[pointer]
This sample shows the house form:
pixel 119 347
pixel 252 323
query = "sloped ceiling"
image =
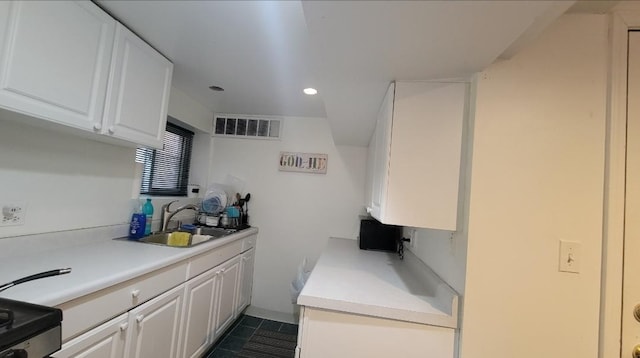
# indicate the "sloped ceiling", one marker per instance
pixel 265 52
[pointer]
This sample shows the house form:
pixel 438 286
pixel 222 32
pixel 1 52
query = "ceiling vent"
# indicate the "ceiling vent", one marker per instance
pixel 246 126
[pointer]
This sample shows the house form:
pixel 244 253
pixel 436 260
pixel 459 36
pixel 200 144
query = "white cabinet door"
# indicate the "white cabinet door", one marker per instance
pixel 105 341
pixel 54 60
pixel 199 314
pixel 155 326
pixel 381 154
pixel 245 284
pixel 228 284
pixel 138 96
pixel 417 154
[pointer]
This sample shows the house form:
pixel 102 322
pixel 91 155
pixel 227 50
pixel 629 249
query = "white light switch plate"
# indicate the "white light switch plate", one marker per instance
pixel 13 213
pixel 570 256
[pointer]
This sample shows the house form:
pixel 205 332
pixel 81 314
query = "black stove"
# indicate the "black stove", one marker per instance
pixel 28 330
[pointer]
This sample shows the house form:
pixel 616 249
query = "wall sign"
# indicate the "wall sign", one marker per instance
pixel 303 162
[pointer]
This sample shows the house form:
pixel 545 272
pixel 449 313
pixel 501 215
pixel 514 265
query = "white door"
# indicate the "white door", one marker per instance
pixel 155 326
pixel 105 341
pixel 54 60
pixel 631 289
pixel 138 97
pixel 228 290
pixel 200 296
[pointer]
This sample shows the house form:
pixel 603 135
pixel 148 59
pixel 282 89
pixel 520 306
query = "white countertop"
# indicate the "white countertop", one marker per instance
pixel 96 263
pixel 379 284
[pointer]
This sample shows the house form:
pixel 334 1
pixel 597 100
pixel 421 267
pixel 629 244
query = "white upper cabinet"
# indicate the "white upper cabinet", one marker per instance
pixel 416 152
pixel 70 63
pixel 55 58
pixel 138 96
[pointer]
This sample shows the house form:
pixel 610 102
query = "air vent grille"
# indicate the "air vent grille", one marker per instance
pixel 250 127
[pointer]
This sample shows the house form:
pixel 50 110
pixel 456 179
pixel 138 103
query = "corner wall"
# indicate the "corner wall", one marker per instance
pixel 537 178
pixel 295 212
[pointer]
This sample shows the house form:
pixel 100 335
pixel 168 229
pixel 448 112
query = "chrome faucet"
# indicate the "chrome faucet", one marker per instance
pixel 167 214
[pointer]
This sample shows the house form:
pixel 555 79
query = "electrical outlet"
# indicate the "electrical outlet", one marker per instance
pixel 13 213
pixel 569 257
pixel 413 244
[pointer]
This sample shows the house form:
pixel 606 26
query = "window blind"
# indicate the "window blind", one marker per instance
pixel 166 171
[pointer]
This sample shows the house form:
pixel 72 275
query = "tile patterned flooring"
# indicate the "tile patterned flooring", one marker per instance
pixel 235 338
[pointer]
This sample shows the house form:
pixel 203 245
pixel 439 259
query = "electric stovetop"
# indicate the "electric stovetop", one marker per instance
pixel 28 330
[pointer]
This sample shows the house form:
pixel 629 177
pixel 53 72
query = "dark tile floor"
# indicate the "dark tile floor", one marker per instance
pixel 234 339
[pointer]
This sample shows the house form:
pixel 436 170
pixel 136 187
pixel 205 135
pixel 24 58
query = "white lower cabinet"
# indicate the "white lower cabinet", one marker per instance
pixel 229 275
pixel 245 284
pixel 105 341
pixel 155 326
pixel 199 314
pixel 179 323
pixel 359 336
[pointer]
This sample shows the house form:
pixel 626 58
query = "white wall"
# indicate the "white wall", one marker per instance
pixel 69 182
pixel 295 212
pixel 537 177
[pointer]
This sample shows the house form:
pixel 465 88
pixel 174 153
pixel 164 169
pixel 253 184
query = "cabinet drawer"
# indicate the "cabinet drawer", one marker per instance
pixel 208 260
pixel 87 311
pixel 249 242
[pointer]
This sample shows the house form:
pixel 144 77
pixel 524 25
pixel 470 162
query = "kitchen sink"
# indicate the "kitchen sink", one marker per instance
pixel 216 232
pixel 186 239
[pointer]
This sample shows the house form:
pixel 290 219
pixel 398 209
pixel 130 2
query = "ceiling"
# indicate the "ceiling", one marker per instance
pixel 263 53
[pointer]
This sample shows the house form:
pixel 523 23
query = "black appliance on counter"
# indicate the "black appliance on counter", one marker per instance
pixel 375 235
pixel 28 330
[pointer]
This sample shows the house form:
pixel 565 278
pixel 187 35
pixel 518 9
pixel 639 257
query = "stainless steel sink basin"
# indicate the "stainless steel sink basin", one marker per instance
pixel 186 239
pixel 174 239
pixel 216 232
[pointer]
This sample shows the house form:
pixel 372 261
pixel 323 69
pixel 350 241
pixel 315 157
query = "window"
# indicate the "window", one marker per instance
pixel 166 171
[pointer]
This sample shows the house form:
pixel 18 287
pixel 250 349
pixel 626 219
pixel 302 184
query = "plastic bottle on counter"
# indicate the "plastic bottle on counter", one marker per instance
pixel 147 210
pixel 137 226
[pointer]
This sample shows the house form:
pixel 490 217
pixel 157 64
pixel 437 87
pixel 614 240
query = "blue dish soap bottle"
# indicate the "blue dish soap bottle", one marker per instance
pixel 147 210
pixel 137 225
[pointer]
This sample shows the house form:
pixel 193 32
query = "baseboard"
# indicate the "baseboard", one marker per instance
pixel 273 315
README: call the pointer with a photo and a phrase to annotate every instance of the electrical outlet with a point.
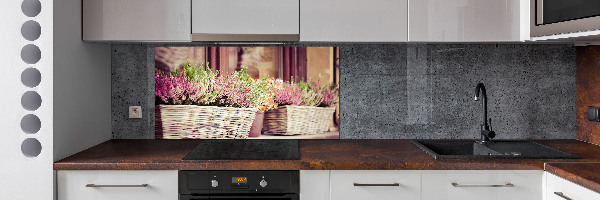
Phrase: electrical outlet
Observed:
(135, 112)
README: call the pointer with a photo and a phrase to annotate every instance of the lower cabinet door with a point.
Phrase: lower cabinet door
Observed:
(314, 185)
(560, 189)
(482, 184)
(375, 185)
(117, 185)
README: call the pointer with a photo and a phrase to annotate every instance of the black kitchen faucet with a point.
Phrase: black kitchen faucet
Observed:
(486, 129)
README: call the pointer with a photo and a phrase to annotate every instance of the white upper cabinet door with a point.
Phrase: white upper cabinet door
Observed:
(246, 17)
(482, 184)
(468, 20)
(136, 20)
(354, 20)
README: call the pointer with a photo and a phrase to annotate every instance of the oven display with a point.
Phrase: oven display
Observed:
(239, 180)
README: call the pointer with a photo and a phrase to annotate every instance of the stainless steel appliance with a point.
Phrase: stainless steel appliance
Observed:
(234, 185)
(557, 17)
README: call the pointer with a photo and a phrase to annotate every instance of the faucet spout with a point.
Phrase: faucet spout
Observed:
(486, 132)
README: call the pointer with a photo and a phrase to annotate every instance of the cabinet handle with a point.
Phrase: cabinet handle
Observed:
(505, 185)
(379, 185)
(94, 185)
(560, 194)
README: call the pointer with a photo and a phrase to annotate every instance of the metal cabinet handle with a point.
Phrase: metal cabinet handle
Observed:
(560, 194)
(94, 185)
(361, 184)
(505, 185)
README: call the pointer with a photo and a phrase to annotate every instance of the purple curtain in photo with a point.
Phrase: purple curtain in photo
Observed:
(294, 63)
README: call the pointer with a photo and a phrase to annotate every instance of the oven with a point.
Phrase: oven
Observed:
(234, 185)
(556, 17)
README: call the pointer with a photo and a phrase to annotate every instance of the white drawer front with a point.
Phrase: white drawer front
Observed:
(314, 184)
(476, 184)
(343, 188)
(162, 185)
(567, 188)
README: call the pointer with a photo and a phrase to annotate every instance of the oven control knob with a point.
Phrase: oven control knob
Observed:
(263, 183)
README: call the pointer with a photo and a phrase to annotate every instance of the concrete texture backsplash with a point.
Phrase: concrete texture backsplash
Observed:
(397, 91)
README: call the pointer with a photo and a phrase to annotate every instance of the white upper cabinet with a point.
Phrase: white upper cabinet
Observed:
(136, 20)
(244, 20)
(354, 20)
(468, 20)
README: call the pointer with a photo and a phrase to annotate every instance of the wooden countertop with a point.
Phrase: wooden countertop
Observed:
(581, 173)
(314, 154)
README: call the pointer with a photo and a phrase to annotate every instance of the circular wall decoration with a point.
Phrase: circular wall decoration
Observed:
(31, 100)
(31, 30)
(31, 124)
(31, 77)
(31, 8)
(31, 147)
(31, 54)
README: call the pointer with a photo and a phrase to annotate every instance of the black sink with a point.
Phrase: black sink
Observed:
(492, 149)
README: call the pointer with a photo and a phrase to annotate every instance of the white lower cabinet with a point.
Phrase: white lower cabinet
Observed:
(314, 185)
(117, 185)
(561, 189)
(482, 184)
(375, 185)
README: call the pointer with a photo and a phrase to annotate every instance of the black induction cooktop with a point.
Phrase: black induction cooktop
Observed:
(248, 149)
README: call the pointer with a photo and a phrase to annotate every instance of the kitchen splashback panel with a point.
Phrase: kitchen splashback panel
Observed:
(408, 90)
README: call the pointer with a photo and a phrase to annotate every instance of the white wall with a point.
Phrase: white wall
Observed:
(82, 84)
(24, 177)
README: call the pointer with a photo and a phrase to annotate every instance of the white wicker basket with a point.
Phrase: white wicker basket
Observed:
(202, 122)
(298, 120)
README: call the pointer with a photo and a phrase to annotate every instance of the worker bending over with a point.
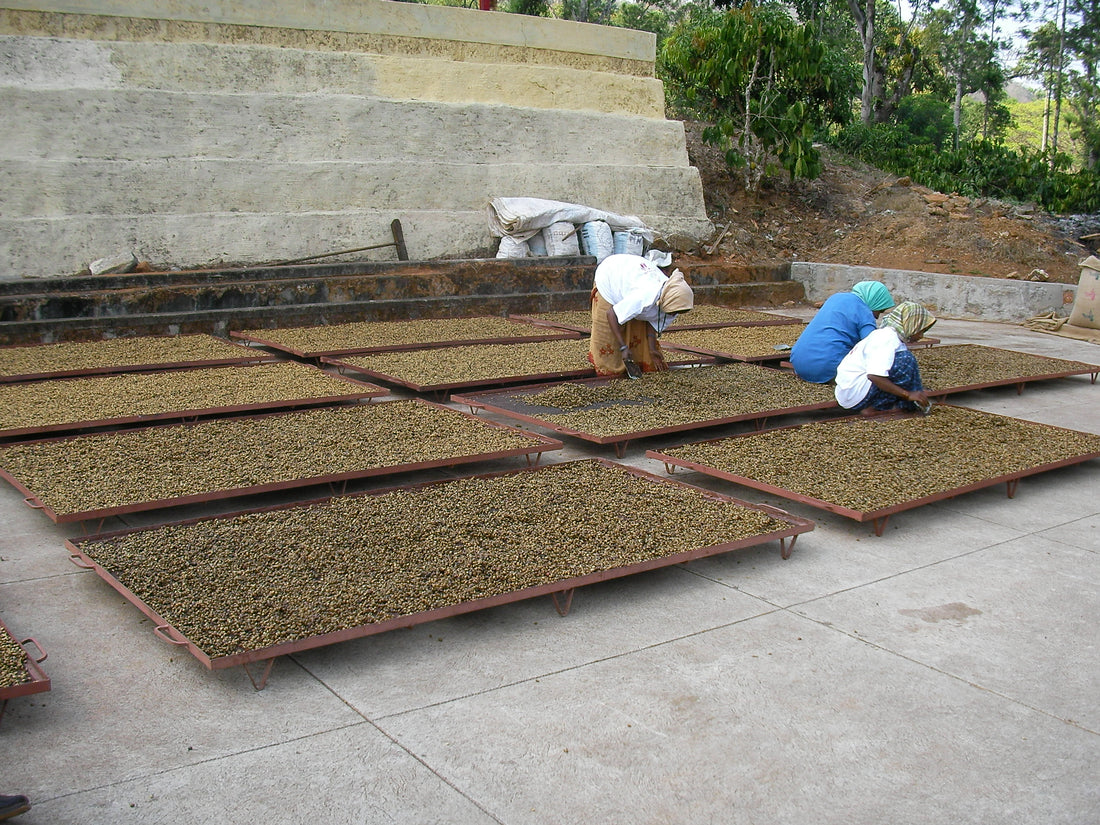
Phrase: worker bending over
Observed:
(844, 320)
(634, 301)
(880, 374)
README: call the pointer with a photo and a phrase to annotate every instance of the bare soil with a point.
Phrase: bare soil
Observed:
(857, 215)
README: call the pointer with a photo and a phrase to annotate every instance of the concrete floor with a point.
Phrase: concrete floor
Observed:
(945, 672)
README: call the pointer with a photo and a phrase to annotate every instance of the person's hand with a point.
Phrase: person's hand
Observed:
(633, 370)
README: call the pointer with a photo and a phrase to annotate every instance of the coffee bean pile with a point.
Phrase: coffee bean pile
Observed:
(249, 582)
(375, 334)
(483, 362)
(158, 463)
(749, 342)
(101, 397)
(960, 365)
(12, 662)
(118, 352)
(867, 464)
(675, 397)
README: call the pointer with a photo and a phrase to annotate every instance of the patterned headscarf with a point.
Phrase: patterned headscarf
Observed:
(875, 295)
(909, 319)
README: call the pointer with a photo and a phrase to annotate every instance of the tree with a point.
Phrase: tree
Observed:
(1084, 41)
(762, 80)
(889, 58)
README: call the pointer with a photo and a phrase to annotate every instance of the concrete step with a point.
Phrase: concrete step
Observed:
(143, 124)
(235, 68)
(220, 301)
(217, 153)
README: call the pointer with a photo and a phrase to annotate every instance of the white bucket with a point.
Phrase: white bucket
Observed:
(596, 239)
(629, 241)
(560, 240)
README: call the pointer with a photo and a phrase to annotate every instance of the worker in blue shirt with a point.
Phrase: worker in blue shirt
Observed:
(843, 321)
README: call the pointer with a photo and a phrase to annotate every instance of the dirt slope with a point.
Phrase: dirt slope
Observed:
(860, 216)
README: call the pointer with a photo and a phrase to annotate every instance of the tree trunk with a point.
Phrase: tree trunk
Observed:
(865, 23)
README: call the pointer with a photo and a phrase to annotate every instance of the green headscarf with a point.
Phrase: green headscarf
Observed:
(875, 295)
(909, 319)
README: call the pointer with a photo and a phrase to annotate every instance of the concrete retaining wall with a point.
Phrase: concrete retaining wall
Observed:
(961, 297)
(196, 133)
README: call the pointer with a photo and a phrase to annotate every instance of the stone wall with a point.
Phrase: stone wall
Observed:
(198, 133)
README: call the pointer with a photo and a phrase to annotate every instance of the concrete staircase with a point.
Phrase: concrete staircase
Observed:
(211, 133)
(223, 300)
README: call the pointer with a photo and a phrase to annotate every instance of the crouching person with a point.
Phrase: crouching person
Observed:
(880, 374)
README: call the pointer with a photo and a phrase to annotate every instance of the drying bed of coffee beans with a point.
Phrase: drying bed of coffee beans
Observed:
(739, 342)
(12, 661)
(482, 363)
(54, 403)
(388, 334)
(119, 353)
(868, 464)
(255, 580)
(673, 398)
(119, 470)
(961, 365)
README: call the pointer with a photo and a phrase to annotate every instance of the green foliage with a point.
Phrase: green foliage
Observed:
(925, 119)
(978, 168)
(765, 83)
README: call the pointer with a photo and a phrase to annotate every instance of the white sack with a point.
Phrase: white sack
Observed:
(520, 218)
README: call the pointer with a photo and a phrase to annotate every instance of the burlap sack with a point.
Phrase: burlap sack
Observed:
(1087, 304)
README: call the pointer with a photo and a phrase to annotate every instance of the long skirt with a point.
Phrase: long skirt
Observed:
(904, 373)
(603, 345)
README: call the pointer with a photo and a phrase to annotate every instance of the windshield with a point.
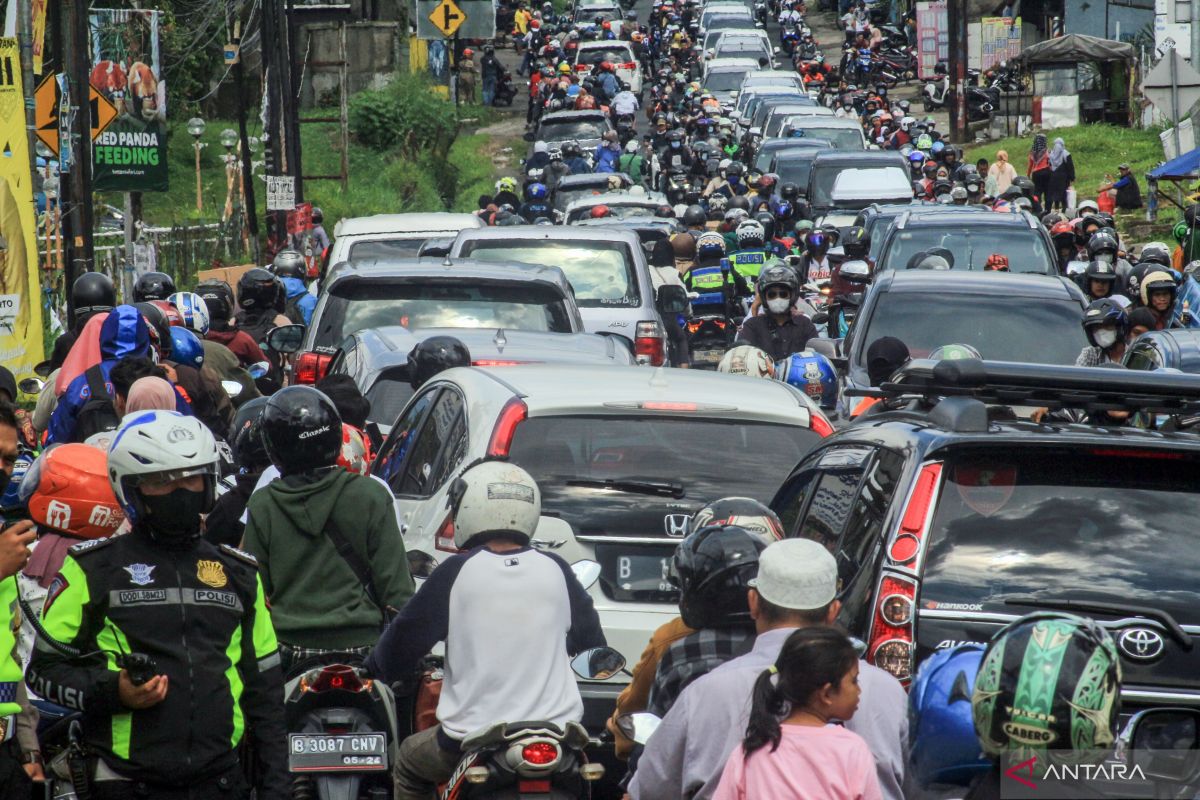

——

■ **Work instructions**
Go through the listing, and whenever a line contains the string "curtain", copy that line.

■ **Expected answer**
README: call the pointer with a photo and a phrase to annotate every instance of the purple curtain in photo with a point.
Phrase: purple curtain in photo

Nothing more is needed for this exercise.